▶ Written exercise
Select every line in the entries below that contains the word "plastic", and copy each of those lines in full.

▶ Material supplied

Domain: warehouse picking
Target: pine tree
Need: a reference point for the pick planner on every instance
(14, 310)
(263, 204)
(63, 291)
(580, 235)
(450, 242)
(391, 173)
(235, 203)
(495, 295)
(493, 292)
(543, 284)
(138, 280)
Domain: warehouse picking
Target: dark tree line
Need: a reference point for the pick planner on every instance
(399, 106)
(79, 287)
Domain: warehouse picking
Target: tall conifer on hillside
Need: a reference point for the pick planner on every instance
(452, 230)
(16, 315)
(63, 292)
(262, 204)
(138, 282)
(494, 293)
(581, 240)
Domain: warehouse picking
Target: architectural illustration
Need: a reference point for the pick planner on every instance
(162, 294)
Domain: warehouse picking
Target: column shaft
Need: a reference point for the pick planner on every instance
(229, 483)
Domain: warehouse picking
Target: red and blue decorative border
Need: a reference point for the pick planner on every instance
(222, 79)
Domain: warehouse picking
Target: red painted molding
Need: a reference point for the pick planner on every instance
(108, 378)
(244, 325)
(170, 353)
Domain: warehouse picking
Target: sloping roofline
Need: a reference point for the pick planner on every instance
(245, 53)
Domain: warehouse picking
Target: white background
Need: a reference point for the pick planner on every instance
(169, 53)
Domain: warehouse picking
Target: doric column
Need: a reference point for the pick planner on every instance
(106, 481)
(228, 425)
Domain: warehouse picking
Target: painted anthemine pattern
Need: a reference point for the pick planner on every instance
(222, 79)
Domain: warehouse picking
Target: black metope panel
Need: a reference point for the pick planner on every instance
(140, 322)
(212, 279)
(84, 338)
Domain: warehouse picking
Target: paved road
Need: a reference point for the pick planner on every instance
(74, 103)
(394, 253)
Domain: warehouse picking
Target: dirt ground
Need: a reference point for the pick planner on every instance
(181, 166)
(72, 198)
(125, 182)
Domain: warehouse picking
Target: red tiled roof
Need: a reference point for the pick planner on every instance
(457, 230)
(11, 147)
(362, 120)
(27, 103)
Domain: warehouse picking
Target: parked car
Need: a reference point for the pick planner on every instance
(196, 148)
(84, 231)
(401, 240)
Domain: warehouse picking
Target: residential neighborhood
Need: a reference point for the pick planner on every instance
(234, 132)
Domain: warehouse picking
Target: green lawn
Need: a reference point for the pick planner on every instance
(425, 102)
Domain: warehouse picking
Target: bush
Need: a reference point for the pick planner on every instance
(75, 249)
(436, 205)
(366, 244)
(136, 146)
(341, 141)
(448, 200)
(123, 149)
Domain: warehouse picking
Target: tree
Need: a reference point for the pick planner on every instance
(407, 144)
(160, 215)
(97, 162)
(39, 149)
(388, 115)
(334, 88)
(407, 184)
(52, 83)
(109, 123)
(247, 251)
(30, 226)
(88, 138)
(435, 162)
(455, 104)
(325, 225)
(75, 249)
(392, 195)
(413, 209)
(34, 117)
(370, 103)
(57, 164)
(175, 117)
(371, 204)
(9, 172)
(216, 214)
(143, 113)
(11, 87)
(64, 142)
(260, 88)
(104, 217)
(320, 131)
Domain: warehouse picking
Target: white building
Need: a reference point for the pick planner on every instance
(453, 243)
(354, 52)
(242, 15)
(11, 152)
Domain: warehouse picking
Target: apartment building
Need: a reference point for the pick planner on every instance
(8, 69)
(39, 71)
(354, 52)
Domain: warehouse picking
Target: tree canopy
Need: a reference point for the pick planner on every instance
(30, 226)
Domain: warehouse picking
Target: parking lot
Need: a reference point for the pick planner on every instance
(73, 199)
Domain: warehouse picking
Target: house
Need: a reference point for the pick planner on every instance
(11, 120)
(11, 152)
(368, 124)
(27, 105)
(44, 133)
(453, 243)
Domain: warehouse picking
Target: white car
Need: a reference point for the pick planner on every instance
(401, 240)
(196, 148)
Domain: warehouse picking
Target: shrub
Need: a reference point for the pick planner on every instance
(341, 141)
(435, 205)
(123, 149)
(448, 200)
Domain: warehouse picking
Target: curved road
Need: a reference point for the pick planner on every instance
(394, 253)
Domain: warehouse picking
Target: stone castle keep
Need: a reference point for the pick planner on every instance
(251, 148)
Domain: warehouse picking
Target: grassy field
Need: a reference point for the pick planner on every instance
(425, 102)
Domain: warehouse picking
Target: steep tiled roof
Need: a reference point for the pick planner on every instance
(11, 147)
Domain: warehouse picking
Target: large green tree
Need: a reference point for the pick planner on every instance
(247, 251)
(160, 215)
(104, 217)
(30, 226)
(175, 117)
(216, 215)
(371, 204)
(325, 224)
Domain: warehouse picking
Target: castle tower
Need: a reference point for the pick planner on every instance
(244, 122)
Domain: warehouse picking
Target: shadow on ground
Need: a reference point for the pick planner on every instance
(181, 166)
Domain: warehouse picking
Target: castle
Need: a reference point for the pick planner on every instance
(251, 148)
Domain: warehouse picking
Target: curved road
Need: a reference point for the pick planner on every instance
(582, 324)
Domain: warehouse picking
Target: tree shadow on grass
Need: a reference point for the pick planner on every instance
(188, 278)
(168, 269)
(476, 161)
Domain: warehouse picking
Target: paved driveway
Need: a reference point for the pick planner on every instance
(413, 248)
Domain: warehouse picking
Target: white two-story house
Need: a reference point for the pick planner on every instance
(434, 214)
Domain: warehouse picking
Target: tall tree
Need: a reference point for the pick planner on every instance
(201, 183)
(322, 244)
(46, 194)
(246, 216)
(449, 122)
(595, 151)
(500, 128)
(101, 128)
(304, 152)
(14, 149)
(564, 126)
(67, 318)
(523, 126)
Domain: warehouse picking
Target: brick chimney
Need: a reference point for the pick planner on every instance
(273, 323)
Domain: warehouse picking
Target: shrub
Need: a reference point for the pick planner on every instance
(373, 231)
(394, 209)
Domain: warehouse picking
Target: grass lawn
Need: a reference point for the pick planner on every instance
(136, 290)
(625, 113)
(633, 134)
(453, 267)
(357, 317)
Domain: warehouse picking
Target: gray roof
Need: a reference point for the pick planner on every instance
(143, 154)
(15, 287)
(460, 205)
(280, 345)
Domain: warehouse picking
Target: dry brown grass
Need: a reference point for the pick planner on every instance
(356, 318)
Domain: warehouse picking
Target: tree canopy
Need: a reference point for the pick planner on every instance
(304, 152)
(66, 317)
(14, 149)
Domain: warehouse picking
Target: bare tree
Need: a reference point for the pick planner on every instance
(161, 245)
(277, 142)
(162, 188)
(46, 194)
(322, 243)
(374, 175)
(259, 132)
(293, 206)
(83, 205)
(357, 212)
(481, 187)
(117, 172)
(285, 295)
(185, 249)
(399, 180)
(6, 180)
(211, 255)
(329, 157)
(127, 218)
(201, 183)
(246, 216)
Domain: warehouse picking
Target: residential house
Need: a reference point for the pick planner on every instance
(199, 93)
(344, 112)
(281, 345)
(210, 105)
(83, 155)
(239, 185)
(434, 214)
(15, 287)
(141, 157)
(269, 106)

* * *

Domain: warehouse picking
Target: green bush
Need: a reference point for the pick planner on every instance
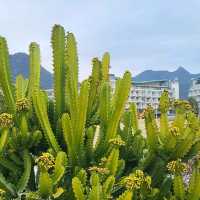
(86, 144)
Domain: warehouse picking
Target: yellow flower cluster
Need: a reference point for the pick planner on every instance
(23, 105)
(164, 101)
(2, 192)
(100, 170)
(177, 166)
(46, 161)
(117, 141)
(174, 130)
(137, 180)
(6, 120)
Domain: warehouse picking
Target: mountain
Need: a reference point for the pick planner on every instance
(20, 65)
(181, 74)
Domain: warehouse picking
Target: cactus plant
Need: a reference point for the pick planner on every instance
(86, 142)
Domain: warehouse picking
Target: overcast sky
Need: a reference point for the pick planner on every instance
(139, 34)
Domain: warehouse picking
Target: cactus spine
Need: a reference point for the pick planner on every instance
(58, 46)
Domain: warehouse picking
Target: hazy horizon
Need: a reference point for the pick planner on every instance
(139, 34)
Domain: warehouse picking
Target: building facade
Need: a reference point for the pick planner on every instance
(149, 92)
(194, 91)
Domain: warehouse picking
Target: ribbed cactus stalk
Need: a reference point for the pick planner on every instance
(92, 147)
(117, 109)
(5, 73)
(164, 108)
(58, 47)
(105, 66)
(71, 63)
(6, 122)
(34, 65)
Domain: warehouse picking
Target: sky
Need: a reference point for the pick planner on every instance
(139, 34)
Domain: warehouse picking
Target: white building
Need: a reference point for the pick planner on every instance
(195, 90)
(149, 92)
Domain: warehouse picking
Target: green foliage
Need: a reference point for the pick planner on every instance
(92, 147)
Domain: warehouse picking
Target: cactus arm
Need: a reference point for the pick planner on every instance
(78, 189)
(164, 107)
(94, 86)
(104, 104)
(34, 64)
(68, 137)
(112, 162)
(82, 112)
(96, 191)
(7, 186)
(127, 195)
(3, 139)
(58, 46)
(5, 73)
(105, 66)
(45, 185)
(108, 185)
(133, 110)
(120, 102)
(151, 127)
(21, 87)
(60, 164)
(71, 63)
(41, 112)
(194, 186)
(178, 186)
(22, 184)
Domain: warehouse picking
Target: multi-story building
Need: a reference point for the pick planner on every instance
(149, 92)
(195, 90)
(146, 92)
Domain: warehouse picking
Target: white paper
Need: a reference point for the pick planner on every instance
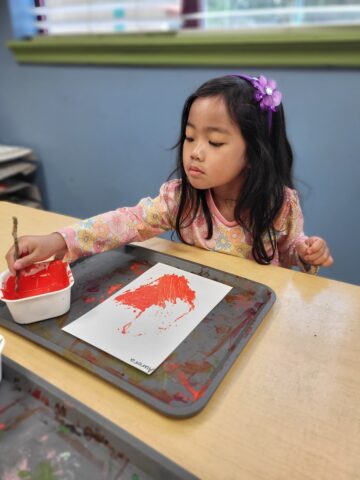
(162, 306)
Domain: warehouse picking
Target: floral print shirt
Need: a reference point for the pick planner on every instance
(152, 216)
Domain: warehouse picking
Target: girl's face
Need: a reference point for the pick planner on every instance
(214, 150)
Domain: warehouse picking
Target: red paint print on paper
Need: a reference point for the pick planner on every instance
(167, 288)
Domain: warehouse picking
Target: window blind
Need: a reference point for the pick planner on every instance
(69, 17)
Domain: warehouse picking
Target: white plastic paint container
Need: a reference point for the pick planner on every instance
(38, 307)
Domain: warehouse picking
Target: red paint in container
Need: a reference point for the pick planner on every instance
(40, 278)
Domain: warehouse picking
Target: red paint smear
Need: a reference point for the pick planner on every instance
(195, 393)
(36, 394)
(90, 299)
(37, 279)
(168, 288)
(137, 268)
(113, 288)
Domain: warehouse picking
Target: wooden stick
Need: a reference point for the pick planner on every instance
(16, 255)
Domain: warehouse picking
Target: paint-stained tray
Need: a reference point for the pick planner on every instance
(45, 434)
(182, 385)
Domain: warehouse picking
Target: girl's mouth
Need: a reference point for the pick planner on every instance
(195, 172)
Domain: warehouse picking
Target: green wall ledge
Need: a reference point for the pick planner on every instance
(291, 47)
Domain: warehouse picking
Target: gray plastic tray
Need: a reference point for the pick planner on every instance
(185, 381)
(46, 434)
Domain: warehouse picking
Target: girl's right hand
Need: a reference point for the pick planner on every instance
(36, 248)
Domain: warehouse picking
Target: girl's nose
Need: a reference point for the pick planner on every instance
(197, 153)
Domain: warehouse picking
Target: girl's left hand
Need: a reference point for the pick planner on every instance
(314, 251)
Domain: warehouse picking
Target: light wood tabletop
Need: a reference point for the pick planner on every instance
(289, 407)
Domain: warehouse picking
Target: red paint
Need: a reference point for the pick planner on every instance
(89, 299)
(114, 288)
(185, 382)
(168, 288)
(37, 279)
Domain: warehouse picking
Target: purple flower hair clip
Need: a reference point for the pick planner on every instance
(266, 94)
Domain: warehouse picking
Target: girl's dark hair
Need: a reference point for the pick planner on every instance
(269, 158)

--

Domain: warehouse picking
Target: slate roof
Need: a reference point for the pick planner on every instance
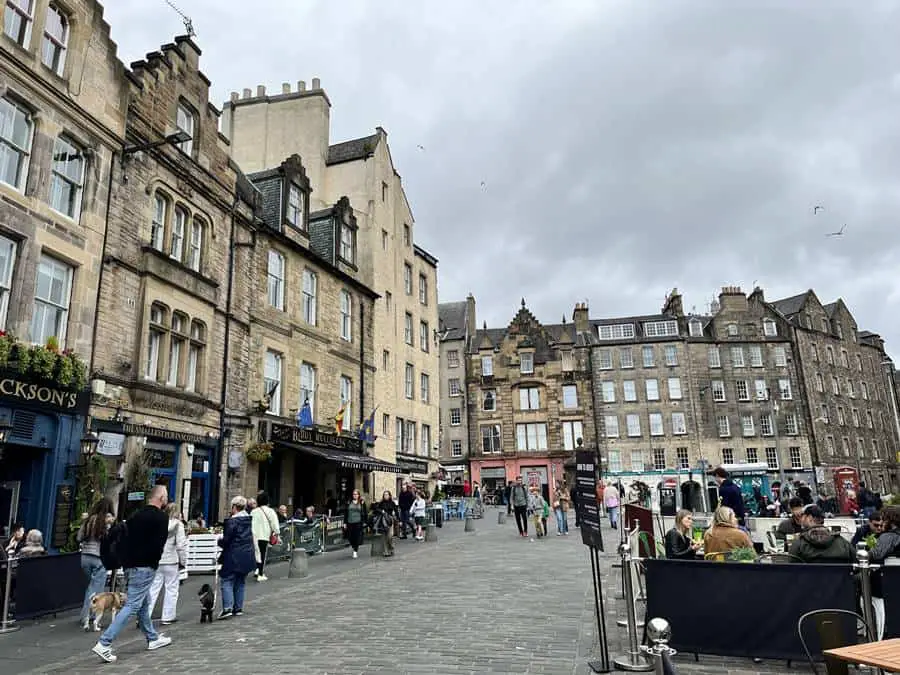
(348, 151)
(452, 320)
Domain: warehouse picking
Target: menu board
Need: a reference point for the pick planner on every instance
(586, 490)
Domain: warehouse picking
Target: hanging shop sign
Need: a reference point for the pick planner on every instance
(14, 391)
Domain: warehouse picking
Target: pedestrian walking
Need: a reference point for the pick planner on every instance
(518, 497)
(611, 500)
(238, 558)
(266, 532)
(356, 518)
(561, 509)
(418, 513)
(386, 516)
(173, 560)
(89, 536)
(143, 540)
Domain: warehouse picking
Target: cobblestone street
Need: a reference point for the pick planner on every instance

▶ Exercise response
Target: white plastic paint container
Target: gray plastic tray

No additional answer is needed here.